(Beginning of TASK DATA)
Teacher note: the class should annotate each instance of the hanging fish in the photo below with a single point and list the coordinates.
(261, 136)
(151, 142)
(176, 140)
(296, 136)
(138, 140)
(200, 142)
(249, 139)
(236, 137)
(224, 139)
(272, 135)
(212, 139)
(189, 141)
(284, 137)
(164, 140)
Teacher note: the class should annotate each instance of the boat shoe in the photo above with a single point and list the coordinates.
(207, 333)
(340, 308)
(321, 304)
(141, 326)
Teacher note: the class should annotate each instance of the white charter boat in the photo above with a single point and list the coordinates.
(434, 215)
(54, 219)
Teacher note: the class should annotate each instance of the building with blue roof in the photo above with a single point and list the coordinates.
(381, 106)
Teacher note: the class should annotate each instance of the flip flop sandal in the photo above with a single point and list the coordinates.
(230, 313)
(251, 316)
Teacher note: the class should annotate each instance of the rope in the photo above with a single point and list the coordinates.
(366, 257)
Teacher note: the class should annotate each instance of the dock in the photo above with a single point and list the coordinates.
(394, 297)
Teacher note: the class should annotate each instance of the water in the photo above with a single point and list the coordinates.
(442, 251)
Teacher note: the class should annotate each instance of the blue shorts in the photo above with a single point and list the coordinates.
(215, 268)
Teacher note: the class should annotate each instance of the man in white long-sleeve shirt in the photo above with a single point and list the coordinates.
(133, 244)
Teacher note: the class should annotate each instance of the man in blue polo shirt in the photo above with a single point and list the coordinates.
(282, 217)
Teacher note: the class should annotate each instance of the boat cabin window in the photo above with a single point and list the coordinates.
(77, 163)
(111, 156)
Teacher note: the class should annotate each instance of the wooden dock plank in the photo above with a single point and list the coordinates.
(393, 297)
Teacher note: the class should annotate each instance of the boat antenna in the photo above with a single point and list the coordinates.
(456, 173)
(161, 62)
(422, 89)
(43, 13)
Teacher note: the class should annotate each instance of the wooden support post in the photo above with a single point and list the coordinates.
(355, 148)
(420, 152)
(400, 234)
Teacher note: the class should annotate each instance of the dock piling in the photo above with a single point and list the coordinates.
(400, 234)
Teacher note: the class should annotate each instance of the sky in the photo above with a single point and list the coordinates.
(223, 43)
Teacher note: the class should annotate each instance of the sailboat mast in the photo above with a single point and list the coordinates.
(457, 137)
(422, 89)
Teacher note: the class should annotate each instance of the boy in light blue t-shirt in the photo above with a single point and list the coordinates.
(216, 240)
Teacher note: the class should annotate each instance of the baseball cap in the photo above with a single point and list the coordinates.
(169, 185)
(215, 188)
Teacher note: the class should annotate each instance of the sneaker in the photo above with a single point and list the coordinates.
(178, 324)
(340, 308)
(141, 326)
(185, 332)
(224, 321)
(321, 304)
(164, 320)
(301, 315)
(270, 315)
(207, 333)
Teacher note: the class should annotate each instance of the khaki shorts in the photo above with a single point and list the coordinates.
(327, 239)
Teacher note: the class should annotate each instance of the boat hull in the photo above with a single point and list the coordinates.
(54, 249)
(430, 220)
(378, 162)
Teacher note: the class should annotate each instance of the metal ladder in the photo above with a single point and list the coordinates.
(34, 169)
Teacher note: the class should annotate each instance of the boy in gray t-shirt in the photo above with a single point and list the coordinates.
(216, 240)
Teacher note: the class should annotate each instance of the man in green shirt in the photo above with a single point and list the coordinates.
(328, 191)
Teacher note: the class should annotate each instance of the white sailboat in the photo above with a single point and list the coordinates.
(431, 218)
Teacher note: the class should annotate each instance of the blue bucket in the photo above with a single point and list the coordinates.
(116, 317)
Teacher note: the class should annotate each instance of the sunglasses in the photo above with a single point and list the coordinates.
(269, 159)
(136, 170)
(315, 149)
(End of TASK DATA)
- _WORK INSTRUCTIONS_:
What is needed is an exact restatement of every record above.

- _SOLUTION TO THIS PROBLEM_:
Teacher note: the class should annotate each instance of the hanging fish in the photo below with a single point and list the coordinates.
(261, 136)
(151, 142)
(176, 140)
(296, 136)
(138, 140)
(200, 142)
(249, 139)
(236, 137)
(224, 139)
(272, 135)
(212, 139)
(189, 141)
(284, 137)
(164, 140)
Teacher note: the class should annotate each instance of the boat shoe in the photo above with a single point and list the coordinates.
(207, 333)
(340, 308)
(321, 304)
(141, 326)
Teacher note: the class should annotate each instance of the white charter boat in the photo above with a single point and list the coordinates.
(434, 215)
(54, 219)
Teacher note: the class should annotate each instance of the building with blue roof in the photo above with a single point and list the coordinates.
(381, 106)
Teacher note: the class should annotate each instance of the flip flop sandal in the photo above with a single point and list the coordinates.
(230, 313)
(251, 316)
Teacher note: the class should annotate each instance of the rope in the photo above with a single point and list the coordinates.
(366, 257)
Teacher note: the class should annotate each instance of the dock in the photo above with a single point and list the coordinates.
(394, 297)
Teacher note: the class should annotate each instance of the water in the photo above with a single point and list the coordinates.
(442, 251)
Teacher note: the class should annotate each instance of the blue shorts in the photo above with a single point and list the coordinates.
(215, 268)
Teacher note: the class should annotate each instance of the man in white long-sleeve shirt in the photo above with a single point and list the coordinates.
(133, 244)
Teacher note: the class should annotate each instance of the man in blue polo shirt in the photo above with a single point and list the coordinates.
(282, 217)
Teacher note: the class should annotate each instance of the boat cabin window in the photo above with a single point and list the coordinates.
(77, 163)
(111, 156)
Teacher note: the class should annotate each instance of the wooden dock plank in the photo above with a single point and list the coordinates.
(393, 297)
Teacher note: the class should annotate each instance of the boat antenna in the photo above with a single point and list the coordinates.
(456, 173)
(161, 62)
(422, 89)
(43, 13)
Teacher note: the class should annotate each instance of the wooden support post in the photo above with a single point and list the coordinates.
(355, 148)
(420, 152)
(400, 234)
Teacher note: the class should annotate each instance of the dock piling in the photo above with a single point and list the coordinates.
(400, 234)
Teacher note: the class should annotate each instance of the sky in the photo above with a single point and list the coordinates.
(223, 43)
Teacher note: the class should annotate each instance of the sailboat mast in the photo above with a single point and list the coordinates.
(457, 137)
(422, 89)
Teacher note: the class should annotate each instance of the boy in light blue t-shirt in the photo above with a single point and list the coordinates.
(216, 240)
Teacher note: the class should annotate each instance of the baseball cap in the photo above with a single point and list the coordinates.
(169, 185)
(215, 188)
Teacher note: the class should annotate each instance of the sneaker in the photo above with a single point and list the coordinates.
(178, 324)
(340, 308)
(141, 326)
(185, 332)
(224, 321)
(321, 304)
(164, 320)
(301, 315)
(270, 315)
(207, 333)
Teacher note: the class should annotate each instance of the khaki shorts in the photo above with a single point and list the coordinates.
(327, 239)
Teacher note: the class should annotate each instance of the boat hull in the photo above with a single point and list the coordinates.
(54, 249)
(430, 220)
(378, 162)
Teacher note: the class should annotate each instance of the metal ladder in the photo above with a single point and list the coordinates.
(34, 169)
Teacher note: the class should annotate each instance of the boy in gray t-shirt in the photo above with a single point and list the coordinates.
(216, 240)
Teacher note: the class should annotate each instance of the man in green shirt in the photo above with a single point and list the coordinates.
(328, 191)
Teacher note: the class should annotate each instance of the white sailboat in the photo above with a single point and list the coordinates.
(431, 218)
Teacher note: the class should annotate each instance of the blue bucket in the photo above with a single point and list the coordinates.
(116, 317)
Teacher note: the class should annotate each instance of the sunglasses in the photo above with a single point and list the coordinates.
(269, 159)
(136, 170)
(315, 149)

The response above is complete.